== TASK GOAL ==
Whenever a line contains the string "bare", copy it out of the entries.

--- SUPPLIED RECORDS Enclosed Below ---

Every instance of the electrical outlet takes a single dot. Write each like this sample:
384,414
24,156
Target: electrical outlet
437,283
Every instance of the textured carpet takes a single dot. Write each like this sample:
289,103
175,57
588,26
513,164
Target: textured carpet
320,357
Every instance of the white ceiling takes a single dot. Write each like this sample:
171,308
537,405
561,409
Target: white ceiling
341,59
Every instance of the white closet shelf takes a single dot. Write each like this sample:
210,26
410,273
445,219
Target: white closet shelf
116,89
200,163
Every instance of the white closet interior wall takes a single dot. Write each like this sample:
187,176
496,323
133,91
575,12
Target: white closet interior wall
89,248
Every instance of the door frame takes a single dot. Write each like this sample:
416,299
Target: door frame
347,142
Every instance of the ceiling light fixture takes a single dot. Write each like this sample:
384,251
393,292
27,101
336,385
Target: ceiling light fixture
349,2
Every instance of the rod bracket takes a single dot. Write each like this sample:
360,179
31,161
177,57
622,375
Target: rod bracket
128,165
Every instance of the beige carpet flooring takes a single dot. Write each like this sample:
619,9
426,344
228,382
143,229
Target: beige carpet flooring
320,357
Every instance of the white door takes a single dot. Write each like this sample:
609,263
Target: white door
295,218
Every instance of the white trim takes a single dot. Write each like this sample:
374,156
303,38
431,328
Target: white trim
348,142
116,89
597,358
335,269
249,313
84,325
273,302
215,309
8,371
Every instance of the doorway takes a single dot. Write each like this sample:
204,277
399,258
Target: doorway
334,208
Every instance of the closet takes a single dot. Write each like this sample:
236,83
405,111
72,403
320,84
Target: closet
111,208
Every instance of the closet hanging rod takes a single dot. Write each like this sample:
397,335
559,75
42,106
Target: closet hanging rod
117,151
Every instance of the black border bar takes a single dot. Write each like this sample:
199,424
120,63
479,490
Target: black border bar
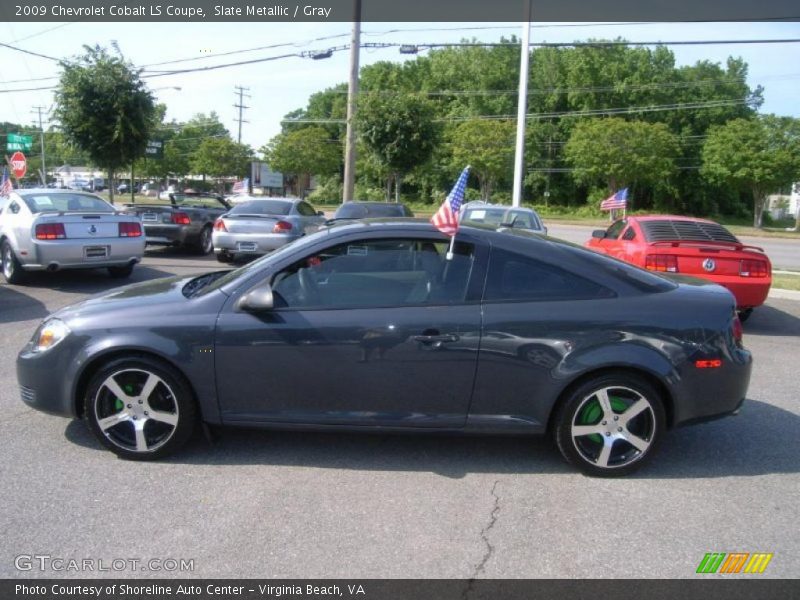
397,10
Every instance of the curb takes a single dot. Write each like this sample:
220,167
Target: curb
784,294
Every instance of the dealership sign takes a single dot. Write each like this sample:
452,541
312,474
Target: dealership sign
19,166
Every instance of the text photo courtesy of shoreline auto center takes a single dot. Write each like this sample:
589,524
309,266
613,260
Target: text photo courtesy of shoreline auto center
352,298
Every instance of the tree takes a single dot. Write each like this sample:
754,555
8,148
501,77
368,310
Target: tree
308,150
488,147
105,109
221,157
755,155
399,130
622,153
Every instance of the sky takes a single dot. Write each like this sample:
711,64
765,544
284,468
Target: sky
278,87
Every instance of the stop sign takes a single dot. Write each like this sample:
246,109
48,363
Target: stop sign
19,166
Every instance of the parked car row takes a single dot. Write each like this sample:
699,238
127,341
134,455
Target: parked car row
51,229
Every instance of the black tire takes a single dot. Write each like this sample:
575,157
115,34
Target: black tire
603,447
116,421
120,272
12,269
205,243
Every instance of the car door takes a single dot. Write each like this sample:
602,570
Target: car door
373,331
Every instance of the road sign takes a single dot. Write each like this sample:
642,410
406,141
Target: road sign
19,166
19,142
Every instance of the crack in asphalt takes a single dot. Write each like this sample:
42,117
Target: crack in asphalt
479,568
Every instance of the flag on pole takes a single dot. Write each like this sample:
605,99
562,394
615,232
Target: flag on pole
446,218
615,201
6,186
240,187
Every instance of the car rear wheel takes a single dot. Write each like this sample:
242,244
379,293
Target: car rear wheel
205,243
610,425
12,269
120,272
139,408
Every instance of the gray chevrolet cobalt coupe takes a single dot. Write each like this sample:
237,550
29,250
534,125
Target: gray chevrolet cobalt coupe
371,327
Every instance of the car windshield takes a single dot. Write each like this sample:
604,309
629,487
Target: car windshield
262,207
363,211
63,202
198,201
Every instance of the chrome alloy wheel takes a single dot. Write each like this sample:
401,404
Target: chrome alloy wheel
136,410
613,427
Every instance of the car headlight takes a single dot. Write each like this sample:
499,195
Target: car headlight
50,333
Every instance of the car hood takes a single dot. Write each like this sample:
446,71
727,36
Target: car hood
126,304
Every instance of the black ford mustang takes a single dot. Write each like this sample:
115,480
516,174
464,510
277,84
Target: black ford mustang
372,326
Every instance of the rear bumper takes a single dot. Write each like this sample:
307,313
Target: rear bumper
250,243
748,293
166,235
77,253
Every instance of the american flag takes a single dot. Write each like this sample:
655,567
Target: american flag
446,218
616,200
240,187
5,186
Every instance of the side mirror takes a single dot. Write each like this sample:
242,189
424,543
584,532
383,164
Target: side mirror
256,300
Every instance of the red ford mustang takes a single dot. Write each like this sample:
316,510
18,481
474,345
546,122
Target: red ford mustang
690,246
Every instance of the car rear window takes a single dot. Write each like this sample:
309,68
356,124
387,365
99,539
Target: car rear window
43,202
262,207
668,230
363,211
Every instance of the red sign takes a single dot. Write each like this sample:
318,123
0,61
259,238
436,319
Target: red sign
19,166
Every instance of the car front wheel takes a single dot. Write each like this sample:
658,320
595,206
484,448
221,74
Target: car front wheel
610,425
139,408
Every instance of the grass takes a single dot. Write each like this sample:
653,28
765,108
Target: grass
786,282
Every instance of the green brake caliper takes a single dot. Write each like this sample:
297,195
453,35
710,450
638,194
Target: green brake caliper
591,414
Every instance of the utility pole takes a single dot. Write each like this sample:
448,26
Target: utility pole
348,192
241,91
39,110
522,106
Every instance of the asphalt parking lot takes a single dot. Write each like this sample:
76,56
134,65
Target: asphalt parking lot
286,505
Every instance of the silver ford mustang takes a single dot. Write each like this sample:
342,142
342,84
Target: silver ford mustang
50,229
260,225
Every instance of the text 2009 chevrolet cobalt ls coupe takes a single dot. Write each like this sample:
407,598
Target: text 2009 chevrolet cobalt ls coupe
370,327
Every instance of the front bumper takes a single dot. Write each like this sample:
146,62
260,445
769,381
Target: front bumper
47,379
77,253
250,243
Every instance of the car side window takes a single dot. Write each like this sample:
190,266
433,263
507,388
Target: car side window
376,273
516,277
306,210
612,233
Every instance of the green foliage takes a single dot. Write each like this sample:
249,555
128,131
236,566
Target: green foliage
398,131
757,155
222,157
307,150
104,108
622,153
488,147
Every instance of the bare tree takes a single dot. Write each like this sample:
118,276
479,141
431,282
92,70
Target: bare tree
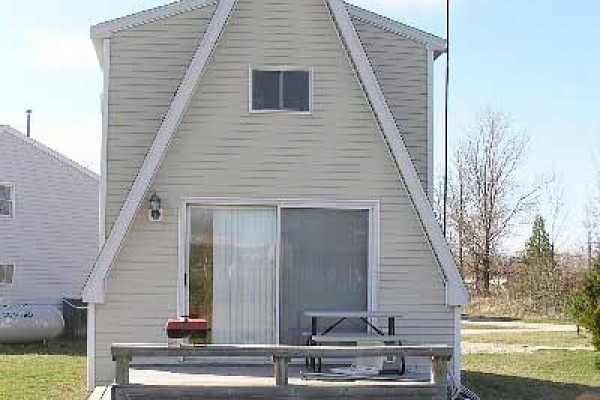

--- End of Enclosed SUPPLIED RECORDS ---

== TASK RESULT ==
Every instance of the bare tree takes a single dot. Write each like this sample:
Target: bare tree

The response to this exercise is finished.